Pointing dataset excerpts
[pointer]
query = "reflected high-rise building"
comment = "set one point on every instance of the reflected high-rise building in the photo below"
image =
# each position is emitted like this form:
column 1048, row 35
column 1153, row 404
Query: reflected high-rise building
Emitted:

> **EXERCISE GOAL**: Reproduce every record above verbatim, line for line, with no changes.

> **RESULT**:
[pointer]
query = "reflected high-rise building"
comment = "set one point on every instance of the reflected high-rise building in the photo below"
image =
# each position is emitted like this form:
column 1048, row 35
column 1153, row 404
Query: reflected high-rise building
Emitted:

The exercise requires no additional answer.